WHAT THE TASK ASKS —
Return each row below that contains the string "reflection". Case counts.

DATA LINES —
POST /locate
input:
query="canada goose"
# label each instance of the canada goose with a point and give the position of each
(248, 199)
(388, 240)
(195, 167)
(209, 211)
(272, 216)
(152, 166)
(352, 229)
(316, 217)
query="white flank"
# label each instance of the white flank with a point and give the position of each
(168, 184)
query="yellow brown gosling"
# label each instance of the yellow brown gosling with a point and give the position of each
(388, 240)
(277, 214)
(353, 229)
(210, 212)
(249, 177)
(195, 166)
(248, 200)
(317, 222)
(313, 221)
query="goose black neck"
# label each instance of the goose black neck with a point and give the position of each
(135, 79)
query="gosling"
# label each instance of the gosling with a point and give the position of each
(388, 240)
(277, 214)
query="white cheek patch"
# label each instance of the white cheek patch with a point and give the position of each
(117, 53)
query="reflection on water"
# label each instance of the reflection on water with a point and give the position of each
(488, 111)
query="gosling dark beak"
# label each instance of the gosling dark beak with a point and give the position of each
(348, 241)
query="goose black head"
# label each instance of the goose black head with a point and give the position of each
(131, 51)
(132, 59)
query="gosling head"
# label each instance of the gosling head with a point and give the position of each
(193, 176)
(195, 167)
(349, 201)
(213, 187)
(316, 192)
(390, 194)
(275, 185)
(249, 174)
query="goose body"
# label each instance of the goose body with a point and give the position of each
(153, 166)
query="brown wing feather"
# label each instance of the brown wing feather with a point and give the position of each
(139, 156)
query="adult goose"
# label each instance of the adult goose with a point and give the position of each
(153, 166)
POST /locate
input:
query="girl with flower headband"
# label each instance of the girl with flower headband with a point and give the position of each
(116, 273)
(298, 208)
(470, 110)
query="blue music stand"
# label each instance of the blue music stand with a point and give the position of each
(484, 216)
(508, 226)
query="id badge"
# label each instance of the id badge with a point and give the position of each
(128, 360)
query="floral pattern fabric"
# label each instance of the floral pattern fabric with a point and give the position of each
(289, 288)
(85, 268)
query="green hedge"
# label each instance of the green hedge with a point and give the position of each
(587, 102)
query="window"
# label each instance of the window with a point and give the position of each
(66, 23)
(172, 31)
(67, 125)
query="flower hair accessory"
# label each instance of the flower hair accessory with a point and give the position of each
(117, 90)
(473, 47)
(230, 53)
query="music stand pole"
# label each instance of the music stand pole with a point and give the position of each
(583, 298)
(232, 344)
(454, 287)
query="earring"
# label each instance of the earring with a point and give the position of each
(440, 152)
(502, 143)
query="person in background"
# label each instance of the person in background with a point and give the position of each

FULL ANSWER —
query="reflection on water"
# label each instance of the reflection on water with a point and give the position of each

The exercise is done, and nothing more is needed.